** BEGIN EXERCISE INPUT **

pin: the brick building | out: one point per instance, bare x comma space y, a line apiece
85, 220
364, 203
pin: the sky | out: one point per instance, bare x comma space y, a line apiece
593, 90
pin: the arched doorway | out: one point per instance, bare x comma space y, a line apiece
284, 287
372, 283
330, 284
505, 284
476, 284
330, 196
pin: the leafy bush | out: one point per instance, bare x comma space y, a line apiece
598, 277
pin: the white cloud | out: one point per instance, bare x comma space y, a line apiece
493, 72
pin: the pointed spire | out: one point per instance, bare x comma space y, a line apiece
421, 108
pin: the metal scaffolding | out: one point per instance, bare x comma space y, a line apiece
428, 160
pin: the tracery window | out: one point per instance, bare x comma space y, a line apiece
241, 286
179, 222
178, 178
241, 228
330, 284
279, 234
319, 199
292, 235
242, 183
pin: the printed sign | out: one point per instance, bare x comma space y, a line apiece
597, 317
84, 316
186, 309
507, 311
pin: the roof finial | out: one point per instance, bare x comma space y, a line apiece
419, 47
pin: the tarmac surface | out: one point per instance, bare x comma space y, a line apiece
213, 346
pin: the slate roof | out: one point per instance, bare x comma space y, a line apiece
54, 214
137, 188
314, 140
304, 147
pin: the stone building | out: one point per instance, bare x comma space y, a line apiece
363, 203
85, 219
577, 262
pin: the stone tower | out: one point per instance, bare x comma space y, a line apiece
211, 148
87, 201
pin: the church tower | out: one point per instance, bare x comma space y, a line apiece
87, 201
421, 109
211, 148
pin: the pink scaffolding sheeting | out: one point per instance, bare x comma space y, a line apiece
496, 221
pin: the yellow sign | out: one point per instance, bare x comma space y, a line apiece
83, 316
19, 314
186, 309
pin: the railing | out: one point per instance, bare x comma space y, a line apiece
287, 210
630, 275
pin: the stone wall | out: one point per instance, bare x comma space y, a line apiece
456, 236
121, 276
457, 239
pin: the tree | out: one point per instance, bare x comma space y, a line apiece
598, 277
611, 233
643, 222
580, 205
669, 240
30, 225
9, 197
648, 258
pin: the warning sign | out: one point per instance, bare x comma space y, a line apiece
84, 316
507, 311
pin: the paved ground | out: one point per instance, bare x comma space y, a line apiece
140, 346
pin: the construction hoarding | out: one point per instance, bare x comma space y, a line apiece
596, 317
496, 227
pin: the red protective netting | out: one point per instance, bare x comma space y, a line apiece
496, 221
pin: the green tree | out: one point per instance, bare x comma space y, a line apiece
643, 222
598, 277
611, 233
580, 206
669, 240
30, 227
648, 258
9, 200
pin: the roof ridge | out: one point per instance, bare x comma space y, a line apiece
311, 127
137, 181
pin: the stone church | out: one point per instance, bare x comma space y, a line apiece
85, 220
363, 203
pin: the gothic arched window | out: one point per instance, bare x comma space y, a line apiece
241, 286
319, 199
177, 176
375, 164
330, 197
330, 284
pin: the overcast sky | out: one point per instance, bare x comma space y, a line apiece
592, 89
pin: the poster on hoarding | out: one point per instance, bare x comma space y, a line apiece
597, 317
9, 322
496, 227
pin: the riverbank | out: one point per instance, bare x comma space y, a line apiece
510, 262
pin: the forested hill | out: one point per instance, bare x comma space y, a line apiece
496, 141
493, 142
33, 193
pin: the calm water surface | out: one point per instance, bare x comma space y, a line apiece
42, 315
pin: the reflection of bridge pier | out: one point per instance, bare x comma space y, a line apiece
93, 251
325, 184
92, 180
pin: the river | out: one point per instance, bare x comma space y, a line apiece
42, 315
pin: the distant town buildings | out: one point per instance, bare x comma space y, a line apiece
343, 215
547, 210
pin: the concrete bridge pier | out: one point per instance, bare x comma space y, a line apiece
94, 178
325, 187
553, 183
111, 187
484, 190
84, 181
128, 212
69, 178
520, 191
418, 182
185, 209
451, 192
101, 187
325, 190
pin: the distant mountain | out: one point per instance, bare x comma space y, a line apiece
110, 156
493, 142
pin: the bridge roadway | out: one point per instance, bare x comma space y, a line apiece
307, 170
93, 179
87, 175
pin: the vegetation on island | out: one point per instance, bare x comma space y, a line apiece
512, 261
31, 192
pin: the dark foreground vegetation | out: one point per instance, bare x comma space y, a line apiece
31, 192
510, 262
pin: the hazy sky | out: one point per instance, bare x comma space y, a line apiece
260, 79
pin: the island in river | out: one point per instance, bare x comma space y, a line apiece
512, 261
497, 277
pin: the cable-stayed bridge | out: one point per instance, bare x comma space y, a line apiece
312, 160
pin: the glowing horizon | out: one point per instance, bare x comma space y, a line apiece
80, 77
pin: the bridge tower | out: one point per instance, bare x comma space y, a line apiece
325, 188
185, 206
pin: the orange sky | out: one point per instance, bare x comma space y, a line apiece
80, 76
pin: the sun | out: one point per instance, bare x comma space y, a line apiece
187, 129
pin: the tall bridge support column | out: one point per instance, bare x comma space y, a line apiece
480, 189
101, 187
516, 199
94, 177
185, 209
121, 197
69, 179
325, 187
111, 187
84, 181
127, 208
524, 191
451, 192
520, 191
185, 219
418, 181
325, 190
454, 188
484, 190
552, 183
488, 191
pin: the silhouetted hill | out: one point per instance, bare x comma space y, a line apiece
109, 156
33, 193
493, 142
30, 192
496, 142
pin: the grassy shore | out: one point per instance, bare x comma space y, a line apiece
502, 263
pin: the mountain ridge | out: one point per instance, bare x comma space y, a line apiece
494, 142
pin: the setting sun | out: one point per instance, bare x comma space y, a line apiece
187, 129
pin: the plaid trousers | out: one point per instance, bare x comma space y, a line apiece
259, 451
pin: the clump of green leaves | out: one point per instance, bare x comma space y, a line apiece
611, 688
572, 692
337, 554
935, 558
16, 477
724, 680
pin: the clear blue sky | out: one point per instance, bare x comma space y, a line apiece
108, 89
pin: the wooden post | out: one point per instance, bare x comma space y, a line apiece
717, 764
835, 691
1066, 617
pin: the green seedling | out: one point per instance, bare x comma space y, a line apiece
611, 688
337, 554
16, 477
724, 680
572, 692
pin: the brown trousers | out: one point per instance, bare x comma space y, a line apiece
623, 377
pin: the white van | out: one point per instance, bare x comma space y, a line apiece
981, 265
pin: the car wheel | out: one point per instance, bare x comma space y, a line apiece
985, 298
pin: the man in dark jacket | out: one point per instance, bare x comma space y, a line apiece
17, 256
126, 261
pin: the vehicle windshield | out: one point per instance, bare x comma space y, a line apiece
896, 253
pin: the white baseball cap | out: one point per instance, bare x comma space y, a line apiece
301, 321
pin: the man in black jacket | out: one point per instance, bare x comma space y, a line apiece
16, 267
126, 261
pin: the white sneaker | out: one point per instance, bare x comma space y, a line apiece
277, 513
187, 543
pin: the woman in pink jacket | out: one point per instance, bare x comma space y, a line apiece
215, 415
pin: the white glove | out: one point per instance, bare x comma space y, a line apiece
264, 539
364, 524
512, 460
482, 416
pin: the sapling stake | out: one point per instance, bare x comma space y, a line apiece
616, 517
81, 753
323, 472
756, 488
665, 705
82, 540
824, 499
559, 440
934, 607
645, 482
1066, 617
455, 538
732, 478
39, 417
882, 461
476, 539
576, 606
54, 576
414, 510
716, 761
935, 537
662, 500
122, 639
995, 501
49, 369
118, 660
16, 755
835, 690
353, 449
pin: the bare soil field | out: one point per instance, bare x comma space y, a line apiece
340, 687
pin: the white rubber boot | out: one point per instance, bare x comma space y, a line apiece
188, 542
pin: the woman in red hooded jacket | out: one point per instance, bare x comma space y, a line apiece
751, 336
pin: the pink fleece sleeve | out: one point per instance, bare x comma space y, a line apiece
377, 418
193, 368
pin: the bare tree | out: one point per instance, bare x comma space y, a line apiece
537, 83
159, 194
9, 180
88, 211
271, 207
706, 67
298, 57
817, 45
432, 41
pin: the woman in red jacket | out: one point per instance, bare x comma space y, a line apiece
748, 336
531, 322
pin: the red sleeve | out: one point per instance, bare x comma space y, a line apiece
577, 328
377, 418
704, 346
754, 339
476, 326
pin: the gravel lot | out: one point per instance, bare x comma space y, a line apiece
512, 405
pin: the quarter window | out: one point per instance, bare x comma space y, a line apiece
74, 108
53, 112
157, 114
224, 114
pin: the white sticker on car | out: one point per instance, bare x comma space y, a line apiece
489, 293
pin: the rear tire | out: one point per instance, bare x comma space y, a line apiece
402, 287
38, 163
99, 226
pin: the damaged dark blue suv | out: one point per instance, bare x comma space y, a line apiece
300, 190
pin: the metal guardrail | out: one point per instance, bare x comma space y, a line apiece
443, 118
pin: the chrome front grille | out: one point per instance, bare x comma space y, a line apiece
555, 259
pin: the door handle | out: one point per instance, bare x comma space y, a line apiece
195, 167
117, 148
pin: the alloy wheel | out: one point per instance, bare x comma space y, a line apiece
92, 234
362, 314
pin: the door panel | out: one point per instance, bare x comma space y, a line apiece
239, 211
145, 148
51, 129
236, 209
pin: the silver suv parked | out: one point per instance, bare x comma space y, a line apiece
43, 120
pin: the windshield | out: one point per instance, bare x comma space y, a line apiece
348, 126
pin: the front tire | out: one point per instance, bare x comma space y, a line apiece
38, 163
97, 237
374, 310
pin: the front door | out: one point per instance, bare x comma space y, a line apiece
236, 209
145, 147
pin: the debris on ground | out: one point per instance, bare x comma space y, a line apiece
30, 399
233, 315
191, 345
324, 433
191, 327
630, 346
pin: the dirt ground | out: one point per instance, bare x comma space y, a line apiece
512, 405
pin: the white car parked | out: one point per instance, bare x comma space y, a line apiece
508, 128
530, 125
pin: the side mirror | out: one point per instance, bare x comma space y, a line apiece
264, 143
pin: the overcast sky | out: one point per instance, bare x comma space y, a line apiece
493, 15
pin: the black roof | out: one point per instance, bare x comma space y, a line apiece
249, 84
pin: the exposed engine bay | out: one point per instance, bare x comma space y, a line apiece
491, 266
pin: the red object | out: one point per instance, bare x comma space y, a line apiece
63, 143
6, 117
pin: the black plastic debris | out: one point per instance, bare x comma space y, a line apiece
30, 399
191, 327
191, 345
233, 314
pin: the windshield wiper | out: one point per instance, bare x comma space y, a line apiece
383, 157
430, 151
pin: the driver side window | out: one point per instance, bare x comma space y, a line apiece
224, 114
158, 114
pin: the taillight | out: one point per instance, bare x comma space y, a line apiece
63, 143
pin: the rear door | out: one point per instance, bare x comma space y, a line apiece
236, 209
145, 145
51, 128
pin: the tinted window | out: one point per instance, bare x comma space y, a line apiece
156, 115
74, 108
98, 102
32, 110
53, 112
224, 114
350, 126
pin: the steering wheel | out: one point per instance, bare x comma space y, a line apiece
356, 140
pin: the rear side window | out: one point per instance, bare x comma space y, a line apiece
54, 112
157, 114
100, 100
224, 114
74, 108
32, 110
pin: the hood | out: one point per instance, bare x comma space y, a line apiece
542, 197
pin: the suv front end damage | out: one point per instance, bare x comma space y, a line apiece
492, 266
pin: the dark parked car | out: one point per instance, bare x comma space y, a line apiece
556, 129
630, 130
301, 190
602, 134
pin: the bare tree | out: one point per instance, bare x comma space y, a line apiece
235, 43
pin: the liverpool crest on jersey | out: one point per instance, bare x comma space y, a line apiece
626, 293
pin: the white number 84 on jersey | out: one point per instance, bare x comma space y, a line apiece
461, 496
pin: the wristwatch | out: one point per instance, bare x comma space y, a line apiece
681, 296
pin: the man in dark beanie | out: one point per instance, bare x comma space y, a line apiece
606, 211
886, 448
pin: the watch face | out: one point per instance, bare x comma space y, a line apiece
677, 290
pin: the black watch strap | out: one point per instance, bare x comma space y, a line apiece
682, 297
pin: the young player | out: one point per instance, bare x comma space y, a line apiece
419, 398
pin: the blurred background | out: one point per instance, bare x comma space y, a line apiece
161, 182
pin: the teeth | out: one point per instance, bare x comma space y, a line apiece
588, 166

** END EXERCISE INPUT **

• **OBJECTIVE**: Reproduce the entries word for word, starting at the line that contains "pin: the watch" and ending at the final line of the entries.

• **TASK RESPONSE**:
pin: the watch face | out: one point per instance, bare x comma space y, a line apiece
677, 290
pin: the black watch strap | out: one point per instance, bare x comma space y, a line apiece
682, 297
pin: the young player | out: one point per instance, bare x comma space y, a line apiece
419, 398
pin: the blurred background | out: one point per instance, bare x comma space y, a line apiece
161, 182
pin: the teeth | out: one point per instance, bare x comma space y, a line apiece
588, 166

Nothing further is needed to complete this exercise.